> **Source text**

────────────────────

Can you speak a bit about how your wife’s work in the Priest-Training Program in the Seminary of the Christian Community and your work in Waldorf education play out in your professional and personal life.
Those paths mean that neither of us will be arrested for sloth or accused of material greed.
From your front-line view in the trenches of a Waldorf high school (in the classroom and in pedagogical administration), what do you see as the most pressing changes/updates/additions/subtractions necessary to keep this education vital for this modern moment? What is the value of anthroposophy in Waldorf education?
I think it’s important that we find space to slow down. The world is so busy, so overloaded with information, so utterly undigestible that we all go around with stomach aches, head aches, existential aches. I think there’s great risk that such pressures lead teachers to feel more need for more information, just as students might be begging for more entertainment. We need to do real things, get our hands dirty, work hard. Connect with one another. Remember what it’s like to be human without having to prove it by clicking all the images with stairs in them.

────────────────────

> **Records**
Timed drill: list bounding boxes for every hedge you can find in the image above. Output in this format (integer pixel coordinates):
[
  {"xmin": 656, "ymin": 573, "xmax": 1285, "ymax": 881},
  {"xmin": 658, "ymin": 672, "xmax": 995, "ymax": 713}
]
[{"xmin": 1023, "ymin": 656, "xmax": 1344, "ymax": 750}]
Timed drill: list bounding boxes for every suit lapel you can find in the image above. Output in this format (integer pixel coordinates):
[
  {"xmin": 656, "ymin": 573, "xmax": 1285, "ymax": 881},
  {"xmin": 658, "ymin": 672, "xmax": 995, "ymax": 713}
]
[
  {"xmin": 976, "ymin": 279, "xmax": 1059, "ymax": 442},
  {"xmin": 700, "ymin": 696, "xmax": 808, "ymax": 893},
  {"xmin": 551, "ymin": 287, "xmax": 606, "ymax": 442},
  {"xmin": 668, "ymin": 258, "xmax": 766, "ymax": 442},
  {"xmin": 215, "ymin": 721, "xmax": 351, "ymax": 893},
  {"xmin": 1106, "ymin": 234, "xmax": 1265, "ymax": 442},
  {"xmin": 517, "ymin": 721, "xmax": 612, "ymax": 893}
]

────────────────────

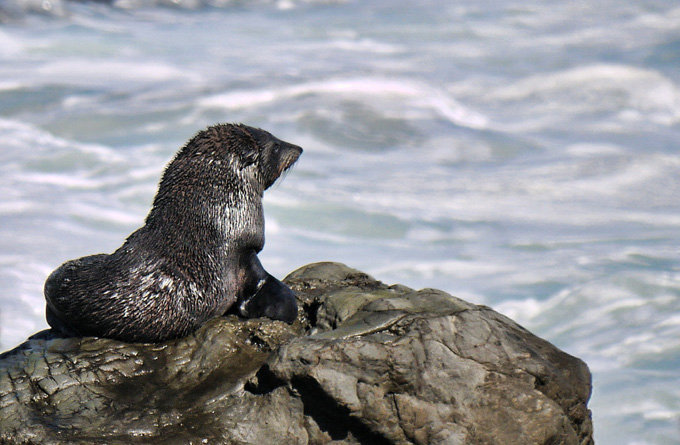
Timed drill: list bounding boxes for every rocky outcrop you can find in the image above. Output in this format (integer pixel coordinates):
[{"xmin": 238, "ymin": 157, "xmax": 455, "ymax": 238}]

────────────────────

> **Task list**
A: Please restate the stretch of the Waldorf interview from "I think it’s" through "stairs in them.", replacing "slow down" with "pause".
B: Find every line in the entries that contains the word "bounding" and copy each one out.

> **Task-by-task answers**
A:
I think it’s important that we find space to pause. The world is so busy, so overloaded with information, so utterly undigestible that we all go around with stomach aches, head aches, existential aches. I think there’s great risk that such pressures lead teachers to feel more need for more information, just as students might be begging for more entertainment. We need to do real things, get our hands dirty, work hard. Connect with one another. Remember what it’s like to be human without having to prove it by clicking all the images with stairs in them.

B:
Timed drill: list bounding boxes for every hedge you can find in the image above. Output in this format (integer pixel coordinates):
Timed drill: list bounding boxes for every suit lapel you can find in the image above. Output in this format (integer pixel coordinates):
Timed drill: list bounding boxes for every rocky outcrop you can find in the image above. Output in this format (integer pixel coordinates):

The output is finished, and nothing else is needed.